--- Text passage Enclosed Below ---
We use Recall, Precision, and F1 Scores to evaluate our entity linking process. The current metrics below are as of April 29, 2025.

NHL

Metric	Value
Annotations	369
F1 Score	0.950
Precision	0.931
Recall	0.970

NBA

Metric	Value
Annotations	364
F1 Score	0.976
Precision	0.963
Recall	0.989

Snippet Linking¶

Our system identifies when snippets contain the same core information and establishes parent-child relationships between them.

        graph LR
    A[New Snippet Ingested] --> B[Retrieve]
    B --> H[Rank]
    H --> J{Match Probability}
    J -->|Below Threshold| K[Original Snippet<br>parent_id: null]
    J -->|Above Threshold| L[Linked Snippet<br>parent_id: existing_id]
    
    classDef phase fill:#d4e6f1,stroke:#2874a6;
    classDef decision fill:#fadbd8,stroke:#943126;
    classDef result fill:#fdebd0,stroke:#b9770e;
    
    class A process;
    class B,H phase;
    class J decision;
    class K,L result;

Our two-phase approach:

Retrieve: First we efficiently filter the candidate pool:
- Apply practical filters (time window, entity overlap, news type)
- Deploy our in-house fine-tuned bi-encoder for semantic similarity search
- Select top candidates based on relevance scores
Rank: Then we perform precise comparison:
- Our proprietary fine-tuned cross-encoder evaluates semantic equivalence
- Probability scoring determines parent-child relationships
- High-confidence matches establish linking structure

Using in Search

Filter with the original_report parameter:

true: Returns only snippets without a parent_id (original reports)
false: Returns only snippets with a parent_id (derivative reports)
null: No filtering based on parent_id (default)

Evaluation Metrics

We use Recall, Precision, and F1 Scores to evaluate our snippet linking process. The current metrics below are as of April 29, 2025.

NHL

Metric	Value
Annotations	125
F1 Score	0.822
Precision	0.769
Recall	0.882

NBA

Metric	Value
Annotations	355
F1 Score	0.940
Precision	0.946
Recall	0.934

Enriched Snippet Example¶

Original Tweet¶

@Trevor_Lane: Ja Morant’s head hit Post’s leg so hard that Post’s leg is bleeding

Enriched Output¶

{
    "snippet": {
        "snippet_id": 493109,
        "league_id": "729c2399-f94a-4db3-9710-e2a5b3c4d0e3",
        "snippet_text": "Ja Morant's head hit Post's leg so hard that Post's leg is bleeding",
        "publish_date": "2025-04-16T04:31:21",
        "url": "https://x.com/Trevor_Lane/status/1912363158825578922",
        "extracted_reporter": "Trevor Lane",
        "extracted_source": "Twitter",
        "extracted_urls": [],
        "source_type": "Social Media",
        "author_name": "Trevor Lane",
        "in_play": true,
        "parent_id": null
    },
    "entities": [
        {
            "matched_entity": "Ja Morant",
            "entity_type": "sc_player",
            "entity_id": "46237ce5-fc56-baea-70d0-54b0c38eff0a",
            "entity_type_id": 1
        },
        {
            "matched_entity": "Quinten Post",
            "entity_type": "sc_player",
            "entity_id": "b1b537d6-0337-9542-b52a-88bc35e5e1e7",
            "entity_type_id": 1
        }
    ],
    "news_types": {
        "contract": 0.00186,
        "draft": 0.00142,
        "firing": 0.00154,
        "hiring": 0.00135,
        "injury": 0.97223,
        "diagnosis": 0.01453,
        "recovery": 0.00227,
        "lineup": 0.00637,
        "other": 0.02345,
        "performance": 0.03939,
        "practice": 0.02688,
        "relevant": 1.0,
        "suspension": 0.00394,
        "trade": 0.00136
    }
}

Key Insights¶

The enriched data transforms a simple tweet into structured intelligence:

Entity Recognition: Identifies both “Ja Morant” and “Quinten Post” (referenced as “Post”)
--- End of Enclosed Text passage ---
--- Source data Enclosed Below ---
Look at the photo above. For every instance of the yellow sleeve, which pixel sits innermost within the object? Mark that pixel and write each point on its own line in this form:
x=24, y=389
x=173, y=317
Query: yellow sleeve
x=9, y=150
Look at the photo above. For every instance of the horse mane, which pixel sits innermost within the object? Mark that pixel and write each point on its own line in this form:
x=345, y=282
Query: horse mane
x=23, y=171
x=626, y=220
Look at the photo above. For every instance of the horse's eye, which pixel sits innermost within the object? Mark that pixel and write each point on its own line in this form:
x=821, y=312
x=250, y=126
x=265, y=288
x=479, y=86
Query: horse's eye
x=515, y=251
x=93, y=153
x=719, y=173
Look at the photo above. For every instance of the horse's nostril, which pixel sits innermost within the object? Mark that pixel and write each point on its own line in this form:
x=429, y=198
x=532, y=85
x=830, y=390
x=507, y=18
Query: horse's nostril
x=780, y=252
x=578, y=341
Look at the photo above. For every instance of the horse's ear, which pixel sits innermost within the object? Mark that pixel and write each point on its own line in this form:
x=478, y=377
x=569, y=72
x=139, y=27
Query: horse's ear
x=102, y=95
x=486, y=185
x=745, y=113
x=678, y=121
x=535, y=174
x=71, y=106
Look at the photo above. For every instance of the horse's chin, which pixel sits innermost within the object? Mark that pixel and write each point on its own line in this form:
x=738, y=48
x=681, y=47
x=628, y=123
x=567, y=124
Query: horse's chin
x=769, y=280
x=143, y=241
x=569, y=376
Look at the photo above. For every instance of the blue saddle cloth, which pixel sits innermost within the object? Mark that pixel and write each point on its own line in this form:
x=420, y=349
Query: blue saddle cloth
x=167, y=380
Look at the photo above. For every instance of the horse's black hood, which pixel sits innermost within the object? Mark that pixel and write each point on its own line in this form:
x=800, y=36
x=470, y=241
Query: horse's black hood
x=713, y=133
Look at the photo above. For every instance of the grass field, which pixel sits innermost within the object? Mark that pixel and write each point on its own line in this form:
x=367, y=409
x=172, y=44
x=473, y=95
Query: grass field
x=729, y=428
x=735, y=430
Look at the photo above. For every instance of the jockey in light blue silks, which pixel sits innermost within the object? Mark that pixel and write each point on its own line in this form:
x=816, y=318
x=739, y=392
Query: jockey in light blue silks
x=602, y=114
--- End of Enclosed Source data ---
• [Exercise brief]:
Please answer these questions using the snippet linking text.
(a) How many annotations are listed for NBA in the entity linking metrics?
(b) What does setting the original_report parameter to false return?
(c) What score does the enriched output give the "injury" news type?

• [Answer to the exercise]:
(a) 364
(b) Only snippets with a parent_id (derivative reports)
(c) 0.97223